[DOCUMENT PASSAGE]
# Maximum Likelihood Estimation

In [None]:
import numpy as np, pandas as pd
from matplotlib import pyplot as plt
import seaborn as sns
from scipy.optimize import minimize
import scipy.stats as stats
import statsmodels.api as sm
from myst_nb import glue

import os
if os.name == 'nt':
    plt.style.use('book.mplstyle')  # Windows

Let's consider the simplest possible scenario, where some force $f_y$ is modelled as function of velocity $v$ and some hydrodynamic coefficient $\beta$:

$$ f_y = \beta \cdot v  $$ (eq_model)

One physical experiment is carried out where the force $f_y$ is measured at a certain speed $v$. (We also measure that there is no force at rest ($v=0$) to confirm the lack of interception term in the model {eq}`eq_model`).

In [None]:
# generate data
np.random.seed(42)
N = 10

beta = 3
scale = 0.5

data = pd.DataFrame()
v = data['v'] = np.linspace(0,5,N)
ϵ = data['ϵ'] = np.random.normal(loc = 0.0, scale = scale, size = N)

f_y = data['f_y'] = beta*v
f_y_measure = data['f_y_measure'] = f_y + ϵ




In [None]:
n = 3
f_y_sample = f_y_measure[n]
v_sample = v[n]
beta_hat = f_y_sample/v_sample
glue("f_y_sample", np.round(f_y_sample, 2), display=False)
glue("v_sample", np.round(v_sample, 2) , display=False)

[CHALLENGES]
a – List the names of all the columns that the data-generation code in the maximum likelihood estimation notebook adds to the DataFrame called `data`.
b – Resume the maximum likelihood estimation notebook directly after its final line of code.
The lines that follow are not needed for either task.

[INFORMATION GIVEN]
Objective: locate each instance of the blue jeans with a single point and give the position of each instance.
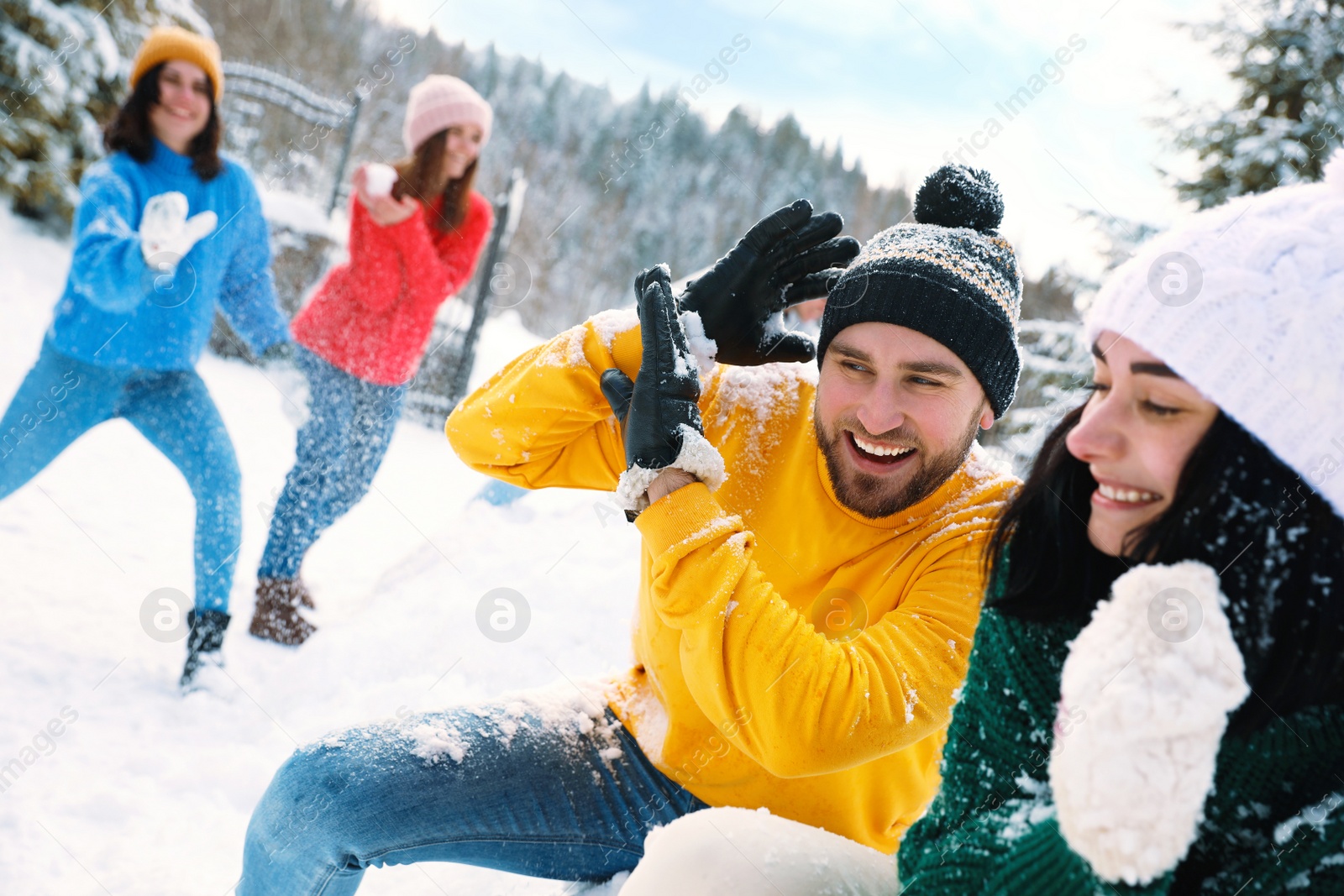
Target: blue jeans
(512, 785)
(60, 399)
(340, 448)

[ANSWERS BY TASK]
a – v, ϵ, f_y, f_y_measure

b –
glue("beta_hat", np.round(beta_hat, 2), display=False)

In [None]:
data['beta'] = data['f_y_measure'] / data['v']
glue("tab_experiments", data[['v','f_y_measure','beta']].round(decimals=2))

{glue:}`f_y_sample` [N] force ($f_y$) was measured during the conducted experiment at a speed ($v$) of {glue:}`v_sample` [m/s].  
As the model {eq}`eq_model` contains only one unknown parameter: $\beta$ this one only experiment is enought to determine $\beta$:

$$\beta = \frac{f_y}{v} $$ (eq_beta_deterministic)

So that beta can be estimated as {glue:}`beta_hat`.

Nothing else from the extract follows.